--- Start of Record set ---

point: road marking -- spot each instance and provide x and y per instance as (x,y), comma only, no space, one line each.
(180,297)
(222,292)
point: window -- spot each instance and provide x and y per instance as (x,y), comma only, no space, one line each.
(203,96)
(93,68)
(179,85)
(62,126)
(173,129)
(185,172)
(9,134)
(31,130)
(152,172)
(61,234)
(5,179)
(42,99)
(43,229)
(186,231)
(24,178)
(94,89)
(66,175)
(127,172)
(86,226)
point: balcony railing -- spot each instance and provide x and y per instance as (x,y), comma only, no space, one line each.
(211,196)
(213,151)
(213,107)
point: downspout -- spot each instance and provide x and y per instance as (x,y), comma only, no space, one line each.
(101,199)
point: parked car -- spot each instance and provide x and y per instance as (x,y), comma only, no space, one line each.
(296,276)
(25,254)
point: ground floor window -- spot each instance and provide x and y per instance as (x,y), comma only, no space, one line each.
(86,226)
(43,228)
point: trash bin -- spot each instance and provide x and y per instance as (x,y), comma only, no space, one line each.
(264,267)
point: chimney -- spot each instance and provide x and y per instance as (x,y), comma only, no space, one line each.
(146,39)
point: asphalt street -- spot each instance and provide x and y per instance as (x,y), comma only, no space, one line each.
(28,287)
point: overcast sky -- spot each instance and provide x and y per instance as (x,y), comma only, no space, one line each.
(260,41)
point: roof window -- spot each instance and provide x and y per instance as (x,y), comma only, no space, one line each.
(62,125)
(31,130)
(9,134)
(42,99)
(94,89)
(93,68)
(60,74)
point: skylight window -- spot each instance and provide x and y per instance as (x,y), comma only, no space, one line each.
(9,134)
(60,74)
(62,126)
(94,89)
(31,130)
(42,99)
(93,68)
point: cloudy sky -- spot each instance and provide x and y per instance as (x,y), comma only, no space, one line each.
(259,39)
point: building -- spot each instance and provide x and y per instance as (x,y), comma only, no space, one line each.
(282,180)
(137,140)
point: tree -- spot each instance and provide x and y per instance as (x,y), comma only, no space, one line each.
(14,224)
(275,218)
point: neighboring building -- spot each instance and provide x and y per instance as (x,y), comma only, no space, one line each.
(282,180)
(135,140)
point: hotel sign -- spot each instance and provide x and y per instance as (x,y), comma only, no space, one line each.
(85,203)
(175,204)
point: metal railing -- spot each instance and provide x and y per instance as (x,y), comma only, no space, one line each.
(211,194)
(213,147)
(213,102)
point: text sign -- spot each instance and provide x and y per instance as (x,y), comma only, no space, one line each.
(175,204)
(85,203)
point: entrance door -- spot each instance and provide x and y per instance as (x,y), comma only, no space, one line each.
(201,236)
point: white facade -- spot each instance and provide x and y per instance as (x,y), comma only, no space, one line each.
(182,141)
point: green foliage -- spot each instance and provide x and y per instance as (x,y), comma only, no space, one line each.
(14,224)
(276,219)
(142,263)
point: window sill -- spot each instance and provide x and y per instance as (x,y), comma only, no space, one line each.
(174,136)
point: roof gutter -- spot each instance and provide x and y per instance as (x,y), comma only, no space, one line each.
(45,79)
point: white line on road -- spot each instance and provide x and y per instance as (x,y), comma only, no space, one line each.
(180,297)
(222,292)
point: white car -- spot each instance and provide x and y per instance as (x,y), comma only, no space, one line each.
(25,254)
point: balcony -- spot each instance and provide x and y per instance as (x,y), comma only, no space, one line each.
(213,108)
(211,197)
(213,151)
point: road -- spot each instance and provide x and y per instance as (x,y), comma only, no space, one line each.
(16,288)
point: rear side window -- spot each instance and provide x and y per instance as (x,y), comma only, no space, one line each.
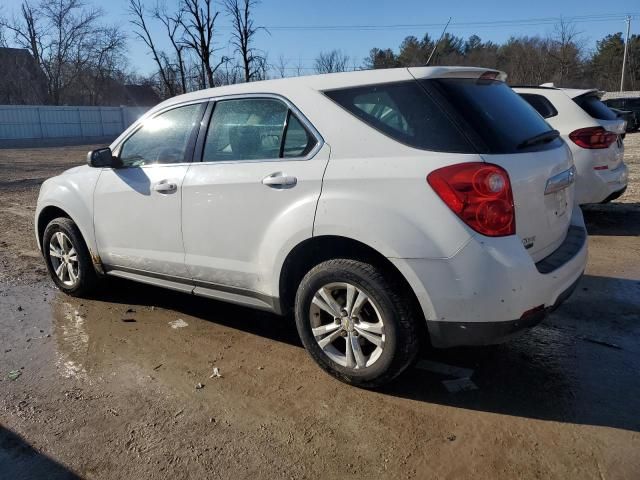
(633,103)
(499,117)
(404,112)
(594,107)
(542,105)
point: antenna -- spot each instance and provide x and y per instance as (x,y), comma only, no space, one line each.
(435,47)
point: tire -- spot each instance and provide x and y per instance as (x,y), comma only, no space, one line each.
(62,237)
(392,333)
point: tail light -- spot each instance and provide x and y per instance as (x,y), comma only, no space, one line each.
(593,137)
(480,194)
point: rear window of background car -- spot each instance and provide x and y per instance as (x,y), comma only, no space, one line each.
(446,115)
(594,107)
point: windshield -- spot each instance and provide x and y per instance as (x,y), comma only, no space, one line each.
(499,118)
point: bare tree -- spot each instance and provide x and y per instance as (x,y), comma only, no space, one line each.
(566,48)
(281,66)
(243,33)
(198,21)
(329,62)
(172,25)
(137,10)
(27,30)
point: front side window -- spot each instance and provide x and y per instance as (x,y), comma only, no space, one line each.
(163,138)
(254,129)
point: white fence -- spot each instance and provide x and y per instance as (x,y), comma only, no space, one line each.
(23,122)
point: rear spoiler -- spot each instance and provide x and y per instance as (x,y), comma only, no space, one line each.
(420,73)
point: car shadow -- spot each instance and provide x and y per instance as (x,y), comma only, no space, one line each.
(579,366)
(136,178)
(613,219)
(18,460)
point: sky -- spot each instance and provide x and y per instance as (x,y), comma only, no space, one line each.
(299,30)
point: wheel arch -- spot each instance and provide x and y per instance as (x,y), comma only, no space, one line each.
(45,216)
(51,212)
(312,251)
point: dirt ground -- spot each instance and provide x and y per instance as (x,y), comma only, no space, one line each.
(107,385)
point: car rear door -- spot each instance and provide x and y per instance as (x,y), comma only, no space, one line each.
(255,190)
(137,207)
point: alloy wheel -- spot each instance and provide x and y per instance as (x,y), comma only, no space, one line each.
(64,259)
(348,325)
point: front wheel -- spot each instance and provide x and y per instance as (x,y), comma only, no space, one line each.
(67,257)
(355,323)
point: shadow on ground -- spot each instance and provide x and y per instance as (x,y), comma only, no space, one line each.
(19,460)
(580,365)
(613,219)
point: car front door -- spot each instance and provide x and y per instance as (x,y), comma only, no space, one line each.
(255,188)
(137,207)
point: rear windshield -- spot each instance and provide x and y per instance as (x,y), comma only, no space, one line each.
(450,115)
(542,105)
(499,117)
(404,112)
(594,107)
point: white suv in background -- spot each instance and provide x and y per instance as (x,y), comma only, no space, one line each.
(593,132)
(378,206)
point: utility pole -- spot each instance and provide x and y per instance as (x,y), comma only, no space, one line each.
(435,47)
(624,55)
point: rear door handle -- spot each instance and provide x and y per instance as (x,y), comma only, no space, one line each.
(279,180)
(165,186)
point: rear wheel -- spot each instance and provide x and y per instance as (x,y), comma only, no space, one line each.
(67,257)
(355,323)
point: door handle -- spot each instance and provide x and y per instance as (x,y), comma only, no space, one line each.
(165,186)
(279,180)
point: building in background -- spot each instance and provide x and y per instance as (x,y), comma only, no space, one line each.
(22,81)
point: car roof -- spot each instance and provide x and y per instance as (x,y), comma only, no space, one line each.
(336,80)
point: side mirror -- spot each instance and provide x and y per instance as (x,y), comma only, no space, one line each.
(101,157)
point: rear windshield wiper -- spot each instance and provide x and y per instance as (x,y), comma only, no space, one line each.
(544,137)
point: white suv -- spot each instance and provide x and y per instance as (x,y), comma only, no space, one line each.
(379,206)
(593,132)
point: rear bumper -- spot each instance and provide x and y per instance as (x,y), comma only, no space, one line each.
(596,186)
(449,334)
(492,288)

--- End of Record set ---

Print the whole listing above once more, word for word, without its pictures.

point: road marking -- spot each instance and provide x and y per instance as (x,y), comma only, no space, one line each.
(180,297)
(222,292)
point: window -- spot each instance and provide x and y per instance as (x,y), comma only, no space, one line each.
(203,96)
(93,68)
(179,85)
(62,126)
(173,129)
(185,172)
(9,134)
(31,130)
(152,172)
(61,234)
(5,179)
(42,99)
(43,229)
(186,231)
(24,178)
(94,89)
(66,175)
(127,172)
(86,226)
point: balcony railing -- spot each instance and provide x and y per instance as (x,y), comma only, no space, one line each.
(211,196)
(213,151)
(213,107)
point: downspout -- spot each instance and provide x and y per instance as (x,y), comma only, no space, one line each.
(101,199)
point: parked car -- spot each instance and provide x and y per instance as (x,y), comma only, no space, one line each.
(296,276)
(25,254)
point: ground floor window -- spot each instance and provide x and y per instance as (x,y), comma only, no space, one line each.
(86,226)
(43,228)
point: trash bin -- spot each instance and provide x and y per instance as (x,y), comma only, no space, one line each.
(264,267)
point: chimney -- spot each instance and provide x and y per instance as (x,y), comma only, no space, one line each.
(146,39)
point: asphalt street -- spot each instance and provide x and y per instance as (x,y), comma only, no space, one line each.
(28,287)
point: overcast sky -- spot each instance and provide x and y per instance as (x,y), comma only, no space, one line each.
(260,41)
point: roof window -- spot each instance and provide x and y per instance as (x,y), comma only, no space, one line each.
(62,125)
(31,130)
(9,134)
(42,99)
(94,89)
(93,68)
(60,74)
point: skylight window -- spot each instance and provide x and y per instance as (x,y), comma only, no space, one line each.
(9,134)
(60,74)
(62,126)
(94,89)
(31,130)
(42,99)
(93,68)
point: cloudy sky -- spot each instance and provide x and y per instance as (x,y), comma only, no space, one line each.
(259,39)
point: building -- spot each instance and provide x and y per instance as (x,y), comma only, no space, one line each.
(282,180)
(137,140)
point: tree -- spot each instance and provide x and y per instance as (x,y), comma only, no space, one line each.
(14,224)
(275,218)
point: neighboring building -- spot each instance and provide x and y per instance as (x,y), comma only, no space, one line each.
(282,180)
(135,140)
point: hotel sign -- spot each instance and provide x and y per instance as (x,y), comma only, no space, one line each.
(85,203)
(175,204)
point: metal railing -- spot each instance and provide x and y per instance as (x,y), comma only, no space, one line each.
(211,194)
(213,147)
(213,102)
point: text sign -- spot each instance and provide x and y per instance as (x,y), comma only, no space, one line each.
(175,204)
(85,203)
point: entrance door -- spot each instance and provide x and y per instance as (x,y), comma only, no space, one line each.
(201,236)
point: white facade -- spot each instance and provide x and y per instance as (x,y), comma only, no space, one line each.
(182,141)
point: green foliage -- spot each instance and provide x and y per instance as (x,y), comma only, no space, one line each.
(14,224)
(276,219)
(142,263)
point: window sill -- spot each instance and provide x and y per instance as (x,y), comma only, no space, one line each.
(174,136)
point: roof gutter -- spot each instance and provide x and y per instance as (x,y), comma only, no space, one line each.
(45,79)
point: white line on road -- spot each instance and provide x and y per instance as (x,y), comma only, no space, one line each.
(180,297)
(222,292)
point: white car -- spot each instance and provide x and y per instance as (x,y), comma only, no space, one line each.
(25,254)
point: balcony -- spot each instance and provide x and y per instance as (x,y), comma only, no space, one line each.
(213,108)
(211,197)
(213,151)
point: road -- spot each instance and provide x and y per instance as (x,y), comma only, no space, one line each.
(16,288)
point: rear side window -- spot each instance and provide x and y per instance as (x,y), comma only, no space, one line each.
(633,103)
(499,117)
(404,112)
(594,107)
(542,105)
point: antenna -- spot each instance and provide x and y per instance as (x,y), comma only, no space, one line each.
(435,47)
point: tire -- spot each instance and provide x and y per instance as (x,y), comma only, no space, one line each.
(62,237)
(392,333)
point: tail light -- spot each instance and provide x and y per instance as (x,y), comma only, no space, one line each.
(593,137)
(480,194)
point: rear window of background car -- spot each instance and provide x and y per instance as (x,y), comma only, no space, one line each.
(446,115)
(594,107)
point: windshield -- spot each instance and provide x and y per instance as (x,y), comma only, no space, one line each.
(499,118)
point: bare tree -- spot each instance and provide x and y per instance as (x,y), comma only, no space, one line each.
(566,48)
(281,66)
(243,33)
(198,21)
(329,62)
(172,25)
(137,10)
(27,30)
point: front side window -- spot each instance and provide x and y per instance as (x,y), comma only, no space, one line each.
(163,138)
(254,129)
point: white fence -- spot each instance and provide x and y per instance as (x,y), comma only, no space, one line each.
(23,122)
point: rear spoiler -- spot each instance and provide x and y per instance as (x,y), comma only, no space, one line each.
(420,73)
point: car shadow -- spot each instance and provide x and y per instance as (x,y), comma only, no space, one line each.
(579,366)
(136,178)
(613,219)
(18,460)
point: sky -- spot each instance and provide x and y per instance as (x,y), comma only, no space, one line each.
(299,30)
point: wheel arch -- spot each instance and provide x and y per instance as (x,y), comma only, no space, one line each.
(45,216)
(51,212)
(312,251)
point: dirt ground -- spot each instance and provide x and y per instance as (x,y), comma only, no space, one line each.
(107,385)
point: car rear door -- spot each instance and provide x and y per instance as (x,y), comma only, no space, one line each.
(255,190)
(137,207)
point: alloy wheel -- spot each instance and provide x and y per instance as (x,y), comma only, no space, one line each.
(64,259)
(348,325)
point: front wheel -- spot each instance and provide x and y per instance as (x,y), comma only, no space, one line each.
(67,257)
(355,323)
point: shadow on ground -- spot each instance and provide x and y per instance as (x,y), comma only, no space, one line each.
(19,460)
(580,365)
(613,219)
point: car front door -- spot each instance and provide x and y per instance as (x,y), comma only, no space, one line each.
(255,188)
(137,207)
point: rear windshield -- spot each instance and provide x and y per instance as (x,y), comma only, no space, one line each.
(450,115)
(542,105)
(499,117)
(404,112)
(594,107)
point: white suv in background -- spot each instance and provide x and y per instance as (x,y), comma only, no space, one line each.
(593,132)
(378,206)
point: utility pole -- spot each instance and provide x and y per instance as (x,y), comma only, no space, one line each.
(435,47)
(624,55)
point: rear door handle -- spot each instance and provide x and y per instance as (x,y), comma only, no space, one line each.
(279,180)
(165,186)
point: rear wheel -- spot each instance and provide x and y per instance as (x,y), comma only, no space, one line each.
(67,257)
(355,323)
point: door handle -- spot each instance and provide x and y per instance as (x,y), comma only, no space, one line each.
(165,186)
(279,180)
point: building in background -- spot each instance and provide x and y per instance as (x,y), comma only, no space, one line each.
(22,81)
point: car roof -- spot each instance and provide x and y per instance as (x,y), comma only, no space, one line each.
(336,80)
point: side mirror -- spot each instance and provide x and y per instance as (x,y), comma only, no space, one line each.
(101,157)
point: rear windshield wiper -- spot each instance and provide x and y per instance as (x,y), comma only, no space, one line each.
(544,137)
point: white suv -- spot each instance and provide x and y per instance as (x,y), comma only, no space, one line each.
(379,206)
(593,132)
point: rear bumper -- spot each instance and provide x and y per instance as (x,y), comma only, no space, one line each.
(596,186)
(449,334)
(492,288)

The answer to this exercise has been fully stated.